◆ **PASSAGE FOR REVIEW**:

· · · · · · ·

There were more women in this study with 83.1% female and 16.9% of the participants male, with an overall mean age of 67.0 ± 9.9 years. All of the participants had been diagnosed as having osteoarthritis by a physician (Table 1).

2. Physical activities of osteoarthritis patients

Only 11 out of the 665 osteoarthritis patients engaged in work-related high-intensity physical activities during the week, with 32 participants (4.7%) engaged in work-related mid-intensity physical activities, most commonly occurring for 3 to 4 days. More participants answered that they walk for at least 10 minutes when moving between locations during the week (51.4%), with most walking every day. Nineteen (2.8%) patients responded that they engaged in leisure-related high-intensity physical activities, and 77 (11.5%) responded that they engaged in leisure-related mid-intensity physical activities, which was higher than those engaging in high-intensity activities. In terms of the number of days of walking for at least 10 minutes during the past week, there was a similar distribution in the responses, as 183 (27.3%) answered every day, whilst 176 (26.3%) osteoarthritis patients answered none. The most common response to the number of days of leisure-related physical activities during the past week was none, at 85.9% (Table 2).

· · · · · · ·

◆ **INFORMATION SHOWN**:

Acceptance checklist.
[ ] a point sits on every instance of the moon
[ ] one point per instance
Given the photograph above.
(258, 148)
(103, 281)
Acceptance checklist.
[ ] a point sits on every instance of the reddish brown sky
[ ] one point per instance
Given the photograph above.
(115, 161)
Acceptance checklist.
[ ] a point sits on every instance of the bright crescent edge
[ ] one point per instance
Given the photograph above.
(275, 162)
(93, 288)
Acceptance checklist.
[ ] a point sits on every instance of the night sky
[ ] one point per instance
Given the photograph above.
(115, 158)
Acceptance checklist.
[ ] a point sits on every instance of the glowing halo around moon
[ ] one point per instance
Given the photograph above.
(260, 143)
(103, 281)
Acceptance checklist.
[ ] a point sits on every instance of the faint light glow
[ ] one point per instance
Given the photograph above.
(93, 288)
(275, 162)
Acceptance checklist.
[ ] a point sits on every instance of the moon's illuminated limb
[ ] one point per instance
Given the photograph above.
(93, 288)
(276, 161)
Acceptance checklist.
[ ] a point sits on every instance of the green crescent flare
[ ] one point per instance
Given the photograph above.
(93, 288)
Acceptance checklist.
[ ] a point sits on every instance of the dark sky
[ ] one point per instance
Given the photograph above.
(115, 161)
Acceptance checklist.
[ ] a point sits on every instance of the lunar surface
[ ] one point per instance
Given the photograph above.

· · · · · · ·

◆ **WHAT TO WORK ON**:
1 > Answer these from the passage on osteoarthritis patients:
(a) What percentage of the participants were female?
(b) How many of the 665 patients engaged in work-related high-intensity physical activities?
(c) How many patients answered "none" for the number of days they walked at least 10 minutes during the past week?
2 > Decide whether each statement agrees with the passage on osteoarthritis patients. Answer yes or no, and quote the words that decide it.
(a) The overall mean age of the participants was 67.0 years.
(b) More patients engaged in leisure-related high-intensity activities than in leisure-related mid-intensity activities.
(c) Some participants had not been diagnosed with osteoarthritis by a physician.
3 > Continue the passage on the physical activity of osteoarthritis patients, starting after its last sentence.
The items play no part in this exercise.

◆ **TASK RESULTS**:
1 >
(a) 83.1%
(b) 11
(c) 176 (26.3%)

2 >
(a) Yes: "with an overall mean age of 67.0 ± 9.9 years"
(b) No: "77 (11.5%) responded that they engaged in leisure-related mid-intensity physical activities, which was higher than those engaging in high-intensity activities"
(c) No: "All of the participants had been diagnosed as having osteoarthritis by a physician"

3 >
3. HRQOL of osteoarthritis patients

In the 5 areas of the HRQOL questionnaire, a Level 1 score was the most common indicating “no problem,” with the highest HRQOL score, in “self-care” reported by 87.3% participants. In contrast, in the “pain/discomfort” category, 10.6% of patients reported a Level 3 score meaning a “serious problem.” In the 5 HRQOL categories, the highest mean HRQOL scores were observed for “pain/discomfort” with 1.6 ± 0.8, and “mobility” with a mean score of 1.5 ± 0.7 (Table 3).

4. Mental health of osteoarthritis patients (results of the PHQ-9 depression assessment)

Out of the 9 items from the PHQ-9 questionnaire, the item with the highest score was “difficulties in sleeping,” including “difficulty falling asleep or waking up easily, or sleeping too much”, with a mean PHQ-9 score of 1.1 ± 1.5, followed by “fatigue, decrease in energy”, with a score of 1.1 ± 1.6. The next most common items were “little to no interest or enjoyment in working,” “depression or despair,” and “loss of appetite or overeating.” The total depression scores were 4.2 ± 4.7, and the mean depression level of the participants was slightly depressed (Table 4).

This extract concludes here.